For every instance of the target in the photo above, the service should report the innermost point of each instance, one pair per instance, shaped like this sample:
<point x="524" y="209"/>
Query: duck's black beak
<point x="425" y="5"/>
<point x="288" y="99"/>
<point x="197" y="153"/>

++++++++++++++++++++

_What you need to do_. Line by line, please copy the records above exactly.

_Task response_.
For every instance of the target in the photo above, the service should report the innermost point of each instance, one pair per instance, shaped like this sample:
<point x="524" y="209"/>
Query: duck's black beak
<point x="425" y="5"/>
<point x="288" y="99"/>
<point x="197" y="153"/>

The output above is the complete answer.